Provided data:
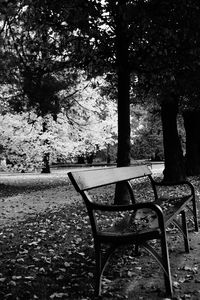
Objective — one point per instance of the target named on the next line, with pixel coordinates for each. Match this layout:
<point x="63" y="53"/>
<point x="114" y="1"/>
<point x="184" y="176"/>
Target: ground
<point x="46" y="248"/>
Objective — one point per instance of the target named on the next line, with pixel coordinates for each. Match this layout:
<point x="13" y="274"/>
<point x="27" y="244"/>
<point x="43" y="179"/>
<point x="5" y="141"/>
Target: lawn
<point x="46" y="248"/>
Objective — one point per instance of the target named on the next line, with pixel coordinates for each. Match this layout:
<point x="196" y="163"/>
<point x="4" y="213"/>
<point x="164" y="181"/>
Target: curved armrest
<point x="183" y="182"/>
<point x="129" y="207"/>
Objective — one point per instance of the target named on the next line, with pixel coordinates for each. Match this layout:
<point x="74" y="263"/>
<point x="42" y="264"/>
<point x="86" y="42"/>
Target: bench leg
<point x="98" y="272"/>
<point x="185" y="231"/>
<point x="195" y="215"/>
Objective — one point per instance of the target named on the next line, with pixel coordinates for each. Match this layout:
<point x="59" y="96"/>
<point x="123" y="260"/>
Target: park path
<point x="52" y="190"/>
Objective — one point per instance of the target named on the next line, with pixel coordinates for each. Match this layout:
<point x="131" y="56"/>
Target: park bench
<point x="138" y="223"/>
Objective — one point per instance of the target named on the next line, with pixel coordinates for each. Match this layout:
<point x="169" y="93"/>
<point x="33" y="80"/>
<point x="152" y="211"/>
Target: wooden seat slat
<point x="147" y="225"/>
<point x="92" y="178"/>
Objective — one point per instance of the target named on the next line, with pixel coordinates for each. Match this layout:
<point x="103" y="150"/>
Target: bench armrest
<point x="129" y="207"/>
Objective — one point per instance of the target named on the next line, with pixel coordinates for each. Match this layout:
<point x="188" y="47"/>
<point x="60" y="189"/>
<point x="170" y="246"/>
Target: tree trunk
<point x="192" y="157"/>
<point x="46" y="165"/>
<point x="174" y="160"/>
<point x="122" y="59"/>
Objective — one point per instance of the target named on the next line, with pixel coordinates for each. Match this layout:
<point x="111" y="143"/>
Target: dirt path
<point x="25" y="196"/>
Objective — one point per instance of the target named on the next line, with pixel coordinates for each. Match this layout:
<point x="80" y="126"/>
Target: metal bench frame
<point x="86" y="180"/>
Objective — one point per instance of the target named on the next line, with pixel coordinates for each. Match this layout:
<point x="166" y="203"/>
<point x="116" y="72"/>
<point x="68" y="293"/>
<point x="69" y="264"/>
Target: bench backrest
<point x="93" y="178"/>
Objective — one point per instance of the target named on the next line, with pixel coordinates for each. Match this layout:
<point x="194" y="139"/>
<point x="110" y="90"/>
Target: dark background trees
<point x="146" y="46"/>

The request:
All entries are to be retyped exactly. Omit any embedded images.

Response to the task:
Objective — one point per instance of the target named on the next line, with pixel coordinates for each. Match this layout:
<point x="63" y="53"/>
<point x="114" y="1"/>
<point x="184" y="176"/>
Target: ground
<point x="46" y="248"/>
Objective — one point per instance of the target named on the next line, with pixel coordinates for each. Match this layout:
<point x="13" y="274"/>
<point x="27" y="244"/>
<point x="43" y="179"/>
<point x="5" y="141"/>
Target: lawn
<point x="46" y="248"/>
Objective — one point per instance of the target named on the next line, with pixel coordinates for each. Match this layout:
<point x="196" y="163"/>
<point x="4" y="213"/>
<point x="164" y="181"/>
Target: curved armrest
<point x="183" y="182"/>
<point x="129" y="207"/>
Objective — one point per instance of the target named on the next line, with pixel coordinates for each. Match this layout:
<point x="74" y="263"/>
<point x="42" y="264"/>
<point x="86" y="42"/>
Target: bench leg
<point x="98" y="272"/>
<point x="185" y="231"/>
<point x="195" y="215"/>
Objective — one point per instance of the target named on the next line, with pixel coordinates for each. Match this layout:
<point x="59" y="96"/>
<point x="123" y="260"/>
Target: park path
<point x="52" y="190"/>
Objective — one point per instance of the target named on the next line, with pixel coordinates for each. Match this layout:
<point x="131" y="56"/>
Target: park bench
<point x="138" y="223"/>
Objective — one point per instance of the target named on the next line, with pixel coordinates for each. Match this layout:
<point x="169" y="93"/>
<point x="33" y="80"/>
<point x="152" y="211"/>
Target: wooden seat slat
<point x="147" y="225"/>
<point x="92" y="178"/>
Objective — one point per instance of the target named on the next line, with pixel coordinates for each. Match this layout:
<point x="103" y="150"/>
Target: bench armrest
<point x="129" y="207"/>
Objective — one point per instance of the target named on the next line, with pixel coordinates for each. Match this layout:
<point x="188" y="47"/>
<point x="60" y="189"/>
<point x="170" y="246"/>
Target: tree trunk
<point x="192" y="157"/>
<point x="46" y="165"/>
<point x="174" y="160"/>
<point x="122" y="59"/>
Objective — one point per instance of the target named on the next line, with pixel coordinates for each. Match this layout:
<point x="111" y="143"/>
Target: dirt path
<point x="25" y="196"/>
Objective — one point per instance of the target named on the next line, with pixel coordinates for each. Match this layout:
<point x="80" y="126"/>
Target: metal bench frame
<point x="86" y="180"/>
Objective — one point per instance of the target named on the next line, with pixel coordinates for each. Match this layout:
<point x="166" y="203"/>
<point x="116" y="72"/>
<point x="68" y="293"/>
<point x="69" y="264"/>
Target: bench backrest
<point x="93" y="178"/>
Objective — one point per instance of the target named on the next line, with pixel coordinates for each. Match this layout:
<point x="194" y="139"/>
<point x="110" y="90"/>
Target: dark background trees
<point x="146" y="46"/>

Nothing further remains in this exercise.